### Direction
Please turn the lines below into a numbered list, leaving out any blank ones.

Entries shown start

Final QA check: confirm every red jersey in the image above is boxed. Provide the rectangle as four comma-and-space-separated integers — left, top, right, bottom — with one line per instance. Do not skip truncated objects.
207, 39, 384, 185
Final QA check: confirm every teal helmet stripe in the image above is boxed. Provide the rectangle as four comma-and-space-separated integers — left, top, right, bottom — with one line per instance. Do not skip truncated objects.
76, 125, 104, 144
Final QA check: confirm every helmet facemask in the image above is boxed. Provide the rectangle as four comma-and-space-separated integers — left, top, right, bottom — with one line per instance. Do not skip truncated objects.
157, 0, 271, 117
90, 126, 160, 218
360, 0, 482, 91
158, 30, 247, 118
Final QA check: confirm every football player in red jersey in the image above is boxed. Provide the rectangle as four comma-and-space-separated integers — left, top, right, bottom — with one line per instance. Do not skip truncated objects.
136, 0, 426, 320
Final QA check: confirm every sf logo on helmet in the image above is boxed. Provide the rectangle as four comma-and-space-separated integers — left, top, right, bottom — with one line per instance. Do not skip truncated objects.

Entries shown end

### Written response
1. Final QA check: confirm every red jersey in the image above is boxed. Provide the rectangle as four comma-and-space-separated integers — left, top, right, bottom — with one line per instance. Do not skip truncated objects.
2. 207, 39, 384, 185
3. Final QA check: confirm every teal helmet stripe in the image above is boxed. Provide the rectangle as four comma-and-space-separated integers — left, top, right, bottom — with one line per instance. Do not skip truncated objects.
4. 76, 125, 104, 144
5. Final QA check: confirm every helmet facemask in the image above is boxed. Provide the rectangle as four comma-and-space-separated integers — left, top, right, bottom — with one line per instance. Do not skip truncated objects.
6. 157, 0, 271, 117
7. 90, 126, 160, 218
8. 360, 0, 482, 91
9. 158, 30, 247, 118
10. Final QA check: confirm every football player in red jersey in the image above is boxed. Provide the rectangle as four comma-and-space-separated integers — left, top, right, bottom — with one line per instance. Do not skip truncated objects.
11. 136, 0, 426, 320
12. Final QA check: confirm every sf logo on helmet in the image above is boxed. Provide the rectangle as four comma-and-space-separated integers — left, top, right, bottom — with one line per instance. Do not skip truncated objects.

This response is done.